Reproduce every line from the one containing "Could you put a marker on the man's right" through the last line of the items, requests included, offsetting each coordinate in the answer points by 45. Leave the numbers in the requests and their format samples unchanged.

[START OF Recorded information]

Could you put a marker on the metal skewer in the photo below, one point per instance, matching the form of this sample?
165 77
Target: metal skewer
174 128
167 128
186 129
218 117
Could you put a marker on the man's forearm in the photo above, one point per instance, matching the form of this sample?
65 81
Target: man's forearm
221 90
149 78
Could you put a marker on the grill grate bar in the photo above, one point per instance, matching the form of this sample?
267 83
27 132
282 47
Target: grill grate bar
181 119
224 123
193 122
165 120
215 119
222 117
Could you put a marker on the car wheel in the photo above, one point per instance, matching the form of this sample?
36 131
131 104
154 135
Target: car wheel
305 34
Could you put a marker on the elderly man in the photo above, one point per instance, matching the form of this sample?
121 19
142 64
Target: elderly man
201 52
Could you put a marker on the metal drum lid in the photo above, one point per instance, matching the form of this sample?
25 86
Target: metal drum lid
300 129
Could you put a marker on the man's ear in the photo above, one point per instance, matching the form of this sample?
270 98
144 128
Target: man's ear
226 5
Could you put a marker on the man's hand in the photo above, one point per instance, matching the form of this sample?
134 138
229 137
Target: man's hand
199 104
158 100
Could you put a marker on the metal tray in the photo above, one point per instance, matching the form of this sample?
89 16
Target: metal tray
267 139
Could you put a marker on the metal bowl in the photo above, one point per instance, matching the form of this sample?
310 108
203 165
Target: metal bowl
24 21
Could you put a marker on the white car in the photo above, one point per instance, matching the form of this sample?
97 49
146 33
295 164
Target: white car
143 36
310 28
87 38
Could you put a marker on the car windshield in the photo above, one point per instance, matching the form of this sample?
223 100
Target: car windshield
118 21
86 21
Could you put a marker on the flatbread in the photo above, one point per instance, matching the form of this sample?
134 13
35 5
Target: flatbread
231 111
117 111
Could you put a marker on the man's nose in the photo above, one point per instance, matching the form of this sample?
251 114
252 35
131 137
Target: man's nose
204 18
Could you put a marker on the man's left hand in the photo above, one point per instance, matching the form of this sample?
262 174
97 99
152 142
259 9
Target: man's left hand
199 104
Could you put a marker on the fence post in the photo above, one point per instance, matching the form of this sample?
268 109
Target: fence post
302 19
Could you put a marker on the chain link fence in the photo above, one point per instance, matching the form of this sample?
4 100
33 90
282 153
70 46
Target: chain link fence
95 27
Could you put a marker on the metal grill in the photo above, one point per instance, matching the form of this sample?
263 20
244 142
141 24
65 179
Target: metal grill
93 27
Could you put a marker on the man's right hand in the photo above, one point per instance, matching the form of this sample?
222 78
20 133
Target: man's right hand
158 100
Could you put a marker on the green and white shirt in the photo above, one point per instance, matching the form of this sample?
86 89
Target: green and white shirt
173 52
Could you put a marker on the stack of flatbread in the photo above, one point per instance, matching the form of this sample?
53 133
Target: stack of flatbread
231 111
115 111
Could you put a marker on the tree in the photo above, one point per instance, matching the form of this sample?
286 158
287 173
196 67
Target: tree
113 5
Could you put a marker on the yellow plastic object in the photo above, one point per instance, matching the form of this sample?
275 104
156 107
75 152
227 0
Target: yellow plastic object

[END OF Recorded information]

■ Problem solution ■
Could you put a marker on the man's right hand in the photo above, one point per instance, matching the form of this sample?
222 78
20 133
Target: man's right hand
203 145
Could you put a marker on the green and white shirt in the photo above, one point per instance, matching the form of this sample?
86 89
Target: green and white shirt
218 97
Could you put a marker on the stack of flatbread in the photo above, one point per instance, matching the form of this sample?
53 133
Target: stack of flatbread
276 156
160 156
Could you put a marker on the tree in the photo above, one point per instance, matching the form of this sample?
286 158
287 173
196 67
Target: tree
158 50
Could you put a marker on the yellow plastic object in the photo above, one point per instance, matching the form of this sample?
275 104
156 107
75 152
227 0
Target: yellow plastic object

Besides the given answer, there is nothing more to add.